• [AIM OF THE EXERCISE]:
Copy out the entries that come next, exactly.

• [RECORD EXCERPTS]:
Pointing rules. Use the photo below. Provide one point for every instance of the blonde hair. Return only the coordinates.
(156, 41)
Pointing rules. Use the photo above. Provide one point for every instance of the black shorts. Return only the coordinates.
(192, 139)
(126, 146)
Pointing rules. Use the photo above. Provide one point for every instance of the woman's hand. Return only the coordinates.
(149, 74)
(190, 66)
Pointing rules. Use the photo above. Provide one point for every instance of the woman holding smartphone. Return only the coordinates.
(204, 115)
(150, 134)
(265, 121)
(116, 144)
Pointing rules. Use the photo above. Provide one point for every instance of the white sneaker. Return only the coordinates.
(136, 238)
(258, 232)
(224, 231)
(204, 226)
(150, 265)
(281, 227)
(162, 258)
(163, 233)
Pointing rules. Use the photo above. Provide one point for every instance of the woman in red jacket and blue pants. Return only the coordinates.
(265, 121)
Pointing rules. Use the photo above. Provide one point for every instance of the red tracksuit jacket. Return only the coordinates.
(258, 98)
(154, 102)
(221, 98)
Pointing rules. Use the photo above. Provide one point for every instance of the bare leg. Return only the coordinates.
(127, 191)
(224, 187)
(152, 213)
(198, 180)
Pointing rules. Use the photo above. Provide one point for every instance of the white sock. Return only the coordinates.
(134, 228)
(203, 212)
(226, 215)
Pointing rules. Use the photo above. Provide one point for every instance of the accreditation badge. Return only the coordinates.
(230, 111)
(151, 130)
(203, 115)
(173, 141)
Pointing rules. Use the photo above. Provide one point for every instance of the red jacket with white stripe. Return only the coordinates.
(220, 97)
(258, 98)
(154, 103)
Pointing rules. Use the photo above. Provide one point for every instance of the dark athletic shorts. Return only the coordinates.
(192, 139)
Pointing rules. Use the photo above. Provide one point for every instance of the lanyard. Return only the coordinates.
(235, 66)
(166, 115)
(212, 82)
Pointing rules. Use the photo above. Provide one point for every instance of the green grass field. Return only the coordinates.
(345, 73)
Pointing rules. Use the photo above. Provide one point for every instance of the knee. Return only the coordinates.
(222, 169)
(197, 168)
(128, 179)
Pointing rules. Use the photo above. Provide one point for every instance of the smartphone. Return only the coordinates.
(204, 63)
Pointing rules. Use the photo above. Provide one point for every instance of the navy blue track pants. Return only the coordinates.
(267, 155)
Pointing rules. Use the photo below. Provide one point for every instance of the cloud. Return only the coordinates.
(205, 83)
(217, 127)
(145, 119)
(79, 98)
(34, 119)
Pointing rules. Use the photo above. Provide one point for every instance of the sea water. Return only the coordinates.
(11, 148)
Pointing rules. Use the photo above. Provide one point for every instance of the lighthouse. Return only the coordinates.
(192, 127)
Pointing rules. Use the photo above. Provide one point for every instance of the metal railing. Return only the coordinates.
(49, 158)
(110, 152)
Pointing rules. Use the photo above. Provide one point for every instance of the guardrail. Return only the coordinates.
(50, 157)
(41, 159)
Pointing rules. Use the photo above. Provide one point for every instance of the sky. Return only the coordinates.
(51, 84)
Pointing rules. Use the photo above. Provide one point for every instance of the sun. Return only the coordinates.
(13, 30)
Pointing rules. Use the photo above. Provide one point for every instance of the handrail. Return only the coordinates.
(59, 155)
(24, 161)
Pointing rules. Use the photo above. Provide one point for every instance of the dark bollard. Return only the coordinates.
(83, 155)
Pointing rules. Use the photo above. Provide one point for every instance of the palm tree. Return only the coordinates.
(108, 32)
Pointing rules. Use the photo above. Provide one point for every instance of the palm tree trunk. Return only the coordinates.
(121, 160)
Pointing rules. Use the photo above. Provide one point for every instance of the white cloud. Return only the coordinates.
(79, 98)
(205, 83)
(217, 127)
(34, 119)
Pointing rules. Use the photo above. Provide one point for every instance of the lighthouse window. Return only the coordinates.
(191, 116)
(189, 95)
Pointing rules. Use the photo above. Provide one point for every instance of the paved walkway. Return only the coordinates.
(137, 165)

• [RESULT]:
Pointing rules. Use the photo below. Provide one point for every instance of the blonde hair. Return only the coordinates.
(156, 41)
Pointing rules. Use the photo above. Provide one point for every instance of the black shorts. Return only the coordinates.
(192, 139)
(126, 146)
Pointing rules. Use the photo above. Provide one point for every instance of the woman's hand. Return only the coordinates.
(149, 74)
(190, 66)
Pointing rules. Use the photo above. Provide one point for every instance of the woman holding smartphone. Return only the coordinates.
(204, 115)
(150, 134)
(265, 121)
(116, 144)
Pointing rules. Use the photo above. Provide one point for every instance of the white sneaker. Return only the coordinates.
(136, 238)
(258, 232)
(224, 231)
(204, 226)
(150, 265)
(281, 227)
(162, 258)
(163, 233)
Pointing rules. Use the photo above. Provide one point for every instance of the woman in red jacket and blue pants. Return only the coordinates.
(265, 121)
Pointing rules. Use the photo above. Provide one point for every instance of the red tracksuit jacket. Return only the coordinates.
(258, 98)
(154, 102)
(221, 98)
Pointing rules. Use the photo above. Provide one point for every instance of the bare leg. Return only the coordinates.
(127, 191)
(224, 187)
(152, 213)
(198, 180)
Pointing rules. Use the photo above. Provide one point for every instance of the white sock. Return only the coordinates.
(134, 228)
(203, 212)
(226, 215)
Pointing rules. Use the photo above. Provide one point for every instance of the accreditation badge. Return only the coordinates.
(230, 111)
(151, 130)
(203, 115)
(173, 141)
Pointing rules. Use the photo above. Provide one point for every instance of the red jacket with white stripe. Return only the coordinates.
(220, 97)
(258, 98)
(154, 103)
Pointing rules. Use the photo above. Provide one point for every instance of the dark athletic shorts. Return only the coordinates.
(192, 139)
Pointing rules. Use the photo above. Provide one point for every instance of the lanyard. Return only the coordinates.
(235, 66)
(166, 115)
(212, 82)
Pointing rules. Use the photo above. Provide one point for every instance of the green grass field. Return only the coordinates.
(345, 73)
Pointing rules. Use the photo above. Provide one point for every instance of the knee. Return only the coordinates.
(222, 169)
(197, 168)
(128, 179)
Pointing rules. Use the photo above. Provide one point for every instance of the smartphone. Return only the coordinates.
(204, 63)
Pointing rules. Use the photo above. Provide one point for every instance of the navy blue track pants. Return only the coordinates.
(267, 155)
Pointing rules. Use the photo below. Provide one point for every instance of the cloud. Return only the coordinates.
(205, 83)
(217, 127)
(145, 119)
(79, 98)
(34, 119)
Pointing rules. Use the photo above. Provide one point for every instance of the sea water. Return only the coordinates.
(11, 148)
Pointing rules. Use the photo above. Provide one point for every instance of the lighthouse. Return only the coordinates.
(192, 127)
Pointing rules. Use the photo above. Provide one point for every instance of the metal railing. Return only the coordinates.
(49, 158)
(110, 152)
Pointing rules. Use the photo above. Provide one point for every instance of the guardrail. Return only the coordinates.
(50, 157)
(41, 159)
Pointing rules. Use the photo above. Provide one point for every instance of the sky. Return only the coordinates.
(51, 84)
Pointing rules. Use the photo above. Provide one point for every instance of the sun. Return only the coordinates.
(13, 30)
Pointing rules. Use the photo above. Provide one point for every instance of the handrail. Return only the coordinates.
(59, 155)
(24, 161)
Pointing rules. Use the photo above. Provide one point for every instance of the dark bollard. Return only the coordinates.
(83, 155)
Pointing rules. Use the photo above. Provide one point for every instance of the palm tree. Return only the coordinates.
(108, 32)
Pointing rules. Use the photo above. Provide one point for every instance of the palm tree trunk. Return only the coordinates.
(121, 160)
Pointing rules. Use the photo above. Provide one point for every instance of the white cloud. Return only the coordinates.
(79, 98)
(205, 83)
(217, 127)
(34, 119)
Pointing rules. Use the photo above. Provide one point for every instance of the lighthouse window. Return only the coordinates.
(191, 116)
(189, 95)
Pointing rules. Use the photo above. Provide one point for every instance of the paved walkway. Return only the coordinates.
(137, 165)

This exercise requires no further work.